◆ **PROBLEM REQUIREMENTS**:
If a record holds a picture, leave the picture out, but write out everything else exactly.

◆ **DATA UNDER STUDY**:
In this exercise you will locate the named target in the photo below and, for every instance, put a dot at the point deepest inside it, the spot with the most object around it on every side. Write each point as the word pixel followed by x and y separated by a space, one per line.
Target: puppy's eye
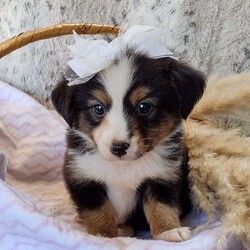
pixel 144 108
pixel 99 110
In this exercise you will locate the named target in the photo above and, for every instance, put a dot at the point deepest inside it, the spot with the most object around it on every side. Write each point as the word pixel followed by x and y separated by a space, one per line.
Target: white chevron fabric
pixel 35 209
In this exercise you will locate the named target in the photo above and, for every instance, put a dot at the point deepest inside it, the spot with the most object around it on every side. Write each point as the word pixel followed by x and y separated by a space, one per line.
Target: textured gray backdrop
pixel 213 36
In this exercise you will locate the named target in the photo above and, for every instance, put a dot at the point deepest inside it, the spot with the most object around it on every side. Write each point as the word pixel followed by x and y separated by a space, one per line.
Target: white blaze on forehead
pixel 117 80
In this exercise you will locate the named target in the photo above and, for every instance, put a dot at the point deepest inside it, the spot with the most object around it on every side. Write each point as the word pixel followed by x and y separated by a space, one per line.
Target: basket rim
pixel 28 37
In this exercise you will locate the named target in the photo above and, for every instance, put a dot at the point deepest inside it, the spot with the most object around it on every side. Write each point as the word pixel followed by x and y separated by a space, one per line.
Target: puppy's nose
pixel 119 148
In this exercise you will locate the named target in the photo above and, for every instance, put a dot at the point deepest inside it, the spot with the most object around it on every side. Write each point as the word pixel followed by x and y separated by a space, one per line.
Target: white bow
pixel 92 56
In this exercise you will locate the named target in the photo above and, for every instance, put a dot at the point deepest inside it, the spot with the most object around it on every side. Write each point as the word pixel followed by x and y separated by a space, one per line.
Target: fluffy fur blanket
pixel 212 35
pixel 220 156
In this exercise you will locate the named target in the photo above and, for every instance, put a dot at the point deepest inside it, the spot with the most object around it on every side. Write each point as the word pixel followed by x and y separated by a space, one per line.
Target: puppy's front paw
pixel 109 232
pixel 175 235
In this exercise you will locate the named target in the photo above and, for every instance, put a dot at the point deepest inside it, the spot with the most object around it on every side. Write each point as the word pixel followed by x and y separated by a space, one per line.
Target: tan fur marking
pixel 102 97
pixel 138 94
pixel 161 217
pixel 100 221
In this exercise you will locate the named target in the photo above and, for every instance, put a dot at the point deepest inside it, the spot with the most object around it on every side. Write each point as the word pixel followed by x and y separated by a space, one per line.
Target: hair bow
pixel 92 56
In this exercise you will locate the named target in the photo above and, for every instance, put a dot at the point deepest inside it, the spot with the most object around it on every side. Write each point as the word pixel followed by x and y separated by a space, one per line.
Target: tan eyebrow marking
pixel 138 94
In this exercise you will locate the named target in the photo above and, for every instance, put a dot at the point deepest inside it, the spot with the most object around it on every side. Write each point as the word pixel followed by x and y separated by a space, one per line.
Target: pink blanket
pixel 36 212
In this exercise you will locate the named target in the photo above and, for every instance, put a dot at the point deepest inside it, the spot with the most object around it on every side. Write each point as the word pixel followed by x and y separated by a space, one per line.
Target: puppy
pixel 126 163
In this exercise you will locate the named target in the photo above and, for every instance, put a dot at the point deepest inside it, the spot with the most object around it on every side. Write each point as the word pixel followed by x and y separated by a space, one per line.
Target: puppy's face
pixel 132 106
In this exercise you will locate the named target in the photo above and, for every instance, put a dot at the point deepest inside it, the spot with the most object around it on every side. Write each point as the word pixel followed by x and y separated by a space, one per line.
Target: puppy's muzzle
pixel 119 148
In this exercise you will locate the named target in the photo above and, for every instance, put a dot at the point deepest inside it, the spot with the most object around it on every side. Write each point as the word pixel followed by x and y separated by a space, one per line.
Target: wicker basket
pixel 25 38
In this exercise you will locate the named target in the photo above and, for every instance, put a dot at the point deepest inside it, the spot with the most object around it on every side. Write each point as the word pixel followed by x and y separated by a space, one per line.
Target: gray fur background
pixel 213 36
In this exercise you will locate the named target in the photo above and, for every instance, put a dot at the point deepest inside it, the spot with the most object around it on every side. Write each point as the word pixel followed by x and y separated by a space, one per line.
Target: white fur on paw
pixel 175 235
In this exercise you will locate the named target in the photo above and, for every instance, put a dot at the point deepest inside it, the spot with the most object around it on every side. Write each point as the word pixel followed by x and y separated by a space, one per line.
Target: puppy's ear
pixel 188 82
pixel 62 99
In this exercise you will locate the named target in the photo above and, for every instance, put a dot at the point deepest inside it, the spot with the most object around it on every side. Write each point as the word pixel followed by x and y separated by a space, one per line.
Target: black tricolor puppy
pixel 126 163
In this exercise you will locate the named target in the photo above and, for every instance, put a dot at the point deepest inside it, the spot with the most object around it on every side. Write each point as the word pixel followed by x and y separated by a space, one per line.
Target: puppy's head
pixel 132 106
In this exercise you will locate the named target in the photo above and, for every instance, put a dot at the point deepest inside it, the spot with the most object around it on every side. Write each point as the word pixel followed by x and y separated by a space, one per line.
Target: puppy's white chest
pixel 123 201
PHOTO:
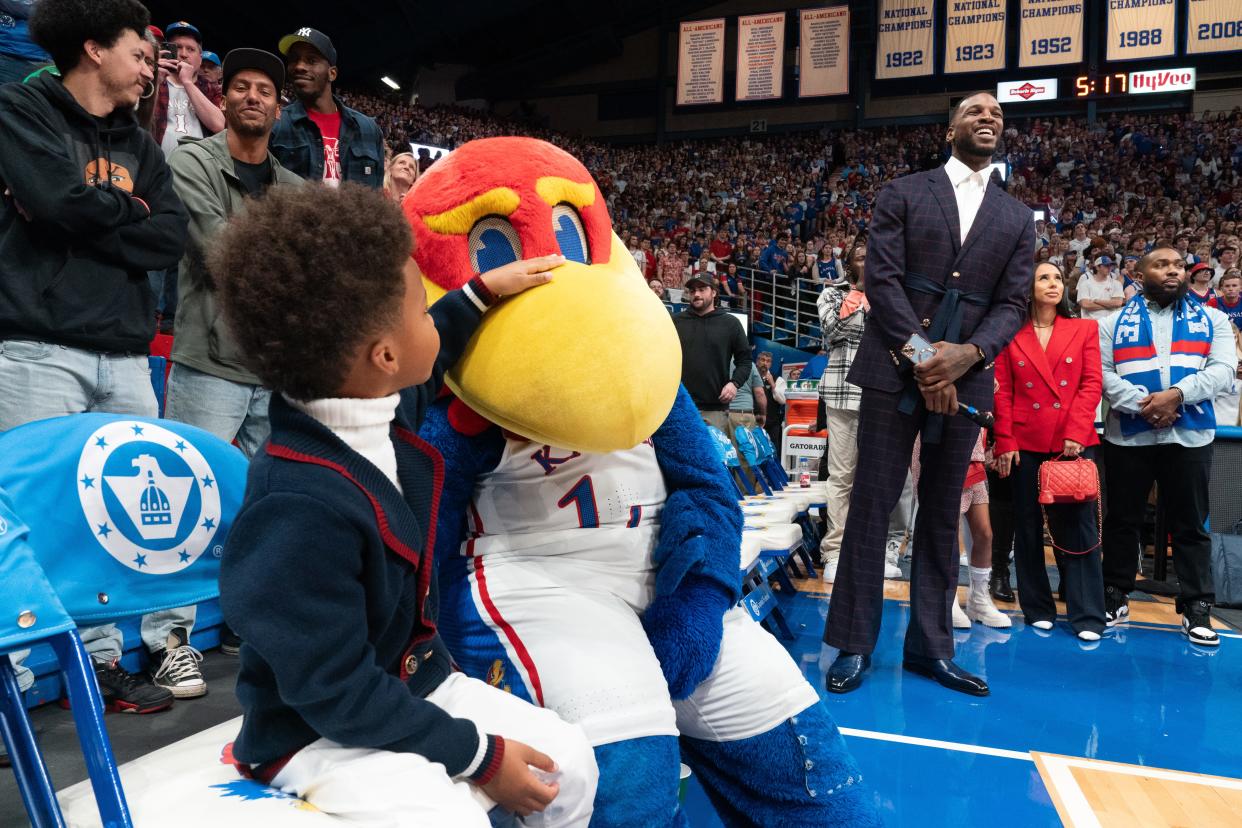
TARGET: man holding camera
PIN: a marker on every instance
(189, 103)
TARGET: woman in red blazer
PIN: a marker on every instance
(1048, 386)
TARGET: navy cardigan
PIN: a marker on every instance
(328, 577)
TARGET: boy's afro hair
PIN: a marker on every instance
(306, 274)
(62, 26)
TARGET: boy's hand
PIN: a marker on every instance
(517, 277)
(514, 787)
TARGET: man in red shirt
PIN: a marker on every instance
(318, 137)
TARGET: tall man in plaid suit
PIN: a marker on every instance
(950, 260)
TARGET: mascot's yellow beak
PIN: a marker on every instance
(589, 361)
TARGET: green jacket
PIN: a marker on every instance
(204, 178)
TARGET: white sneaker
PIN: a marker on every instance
(959, 618)
(980, 607)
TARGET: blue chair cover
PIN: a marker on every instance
(30, 610)
(128, 515)
(725, 451)
(747, 446)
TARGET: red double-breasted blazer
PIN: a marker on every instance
(1048, 396)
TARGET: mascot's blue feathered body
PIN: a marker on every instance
(588, 543)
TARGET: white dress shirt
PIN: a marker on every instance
(968, 189)
(1214, 379)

◆ **SOLVED PROBLEM**:
In this exercise you will locate the named target in the photo below and, for every instance, put a dot at the point deepest inside it, the spot with the most object around it on every side. Write each point as the word pixel followed by x and y separated by a space, one per line.
Target: puppy's eye
pixel 144 108
pixel 99 110
In this exercise you will locate the named target in the photo above and, for every instance, put a dot at the point deepest inside it, the spot with the most object around it on every side. Write each point as the word pixel followed by x and y separated by a space, one per line.
Target: white chevron fabric
pixel 35 209
In this exercise you will locate the named target in the photo above and, for every instance, put a dot at the point deepest inside it, the spot with the most object around it on every side. Write each point as the word pixel followed by x and y separated by a space, one per line.
Target: textured gray backdrop
pixel 213 36
In this exercise you will locate the named target in the photo above and, for every instance, put a dot at the point deepest inside it, the spot with the most object around it on every side. Write each point as the word pixel followed by x and y separated by a space, one per line.
Target: white blaze on forehead
pixel 117 80
In this exercise you will locate the named target in the photo above and, for every instance, put a dot at the point deepest inside it, the spot with the most object around it on every side. Write each point as the word pixel followed by x and y separated by a space, one per line.
Target: basket rim
pixel 28 37
In this exercise you will locate the named target in the photo above and, for every instance, put a dot at the point deepest inside it, the spot with the most object around it on every side. Write each point as the word pixel followed by x and y separated by a space, one per line.
Target: puppy's nose
pixel 119 148
In this exercise you will locate the named target in the photo above and, for every instance, put a dot at the point deepest inside it, the spot with the most object around it on every side. Write each point as the word pixel followed by x and y separated by a space, one per line.
Target: white bow
pixel 92 56
In this exercise you will locate the named target in the photo above and, for every instance, put a dot at the point deepest inside it, the spot with the most object around it on every side. Write each point as the word pixel followed by x and y separated by a space, one per line.
Target: fluffy fur blanket
pixel 212 35
pixel 220 156
In this exercise you will locate the named target in the photo above and, for every instance, put a dot at the point deepest inside it, the spot with the most object around it on every side. Write each point as the word pixel followed by x and y separated by a space, one per line.
Target: puppy's front paw
pixel 109 232
pixel 175 235
In this exercise you will locate the named target in the photo above and, for every instance, put a dot at the point deepest inside it, the spot with the most object around it on every side. Write each point as the word pixel followed by x and y separated by a space, one per line.
Target: tan fur marking
pixel 102 97
pixel 138 94
pixel 161 217
pixel 100 221
In this exercise you will locate the named target in the photo above and, for every instance, put a dot at the point deepest inside it, the spot with the most object around it on every side. Write each point as the word pixel followed by x and y separated by a space, one per line.
Target: hair bow
pixel 92 56
In this exercise you will locate the named target in the photo above and, for every instance, put a dot at the point deepest inside it, the spot with the most object around it on every side. Write each point as the word pixel followed by x and y separated by a space, one per line.
Target: tan eyebrow marking
pixel 138 94
In this exercise you will locate the named target in the photo above and, for every instance, put a dot at the point deepest inside it, the spot with the most object around it on every side. Write each point as the word pixel followed by x and y separated by a space, one per line.
Target: pink blanket
pixel 36 212
In this exercise you will locate the named target in the photo above and, for every instance, put a dot at the point deepest inside it, the spot with the most object around it on every side. Write each point as the word pixel followed by x and y separated by a space, one per line.
Target: puppy
pixel 126 163
In this exercise you will locate the named target in the photo above and, for every instance, put a dot at the point deepest inside it, the spot with the most object around it on every side. Write each point as the word pixel followed by x and y separated by a space, one per line.
Target: puppy's face
pixel 132 106
In this exercise you will locate the named target in the photo above and, for every instance, put a dot at the point deepest inside it, the spot with the most object around it on every side. Write each point as the word pixel followed by x and y separated by a space, one per line.
Target: puppy's muzzle
pixel 119 148
In this exercise you will locate the named target in the photo above and, for every instance, put a dot at the point deepest inside it, the spot with the most object around it on every side. Write each point as the word pixel followed by x and y separated by a space, one per line.
Target: wicker basket
pixel 25 38
In this exercise you will locate the named target in the photo above and, for every instance, put a dot at the point deepest inside it, the spot with the most object around it on every side. Write each point as the word pixel followed by x and y separated by a space, one per line.
Target: gray fur background
pixel 213 36
In this exercise you will locate the named target in the photo above and, for every instance, put a dot at the point deepest inside it, the spot with the most object around it on every side. Write each point as the word pixel followed by x and y separated by a space, one per line.
Target: white fur on paw
pixel 175 235
In this exercise you will locate the named target in the photo above and, for every instance, put a dot at the point deepest inside it, the spot with the most object around it on every side. Write each point as the word pixel followed by x and y separated by a space, one per line.
Target: puppy's ear
pixel 188 82
pixel 62 99
In this exercise you will locate the named target in the photo above and, for every instance, put a dot at the point deepest inside it, the spot with the most object around it on every side. Write each point as the word pixel followed by x and y separated by a space, one per line.
Target: black tricolor puppy
pixel 126 163
In this exercise you will locate the named target in the photo above and, for every instance, put a dot at the point deepest inside it, the spot with the most object around it on every side. Write each point as the word pixel followed by x and y separated by a space, one per line.
Target: puppy's head
pixel 132 106
In this exercise you will locate the named target in the photo above and, for every instance, put a dot at the point deepest inside it, the spot with the most object around it on every side. Write each point as the word pixel followed by x and y separated by a space, one per line.
Target: puppy's white chest
pixel 123 201
PHOTO:
TARGET: man holding camera
PIN: a marker on every instance
(189, 103)
TARGET: woman in red blazer
PIN: a marker on every instance
(1048, 386)
TARGET: navy cardigan
PIN: a marker on every instance
(328, 577)
TARGET: boy's afro hair
PIN: a marker on every instance
(306, 274)
(62, 26)
TARGET: boy's hand
PIN: a marker on every instance
(517, 277)
(514, 787)
TARGET: man in red shirt
PIN: a marker on every instance
(318, 137)
TARGET: tall man in plaid suit
PIN: a marker on every instance
(950, 260)
TARGET: mascot's yellow beak
PIN: a marker on every instance
(589, 361)
TARGET: green jacket
PIN: a marker on every instance
(204, 178)
TARGET: white sneaker
PIN: a marker on every instance
(959, 618)
(980, 607)
TARGET: blue chair cover
PIN: a marker on every instance
(30, 610)
(128, 515)
(725, 451)
(747, 446)
TARGET: red double-breasted blazer
PIN: a marker on every instance
(1048, 396)
TARGET: mascot's blue feathered body
PIN: a marker on every instance
(588, 543)
TARGET: white dress shirt
PIN: a marker on every instance
(968, 189)
(1214, 379)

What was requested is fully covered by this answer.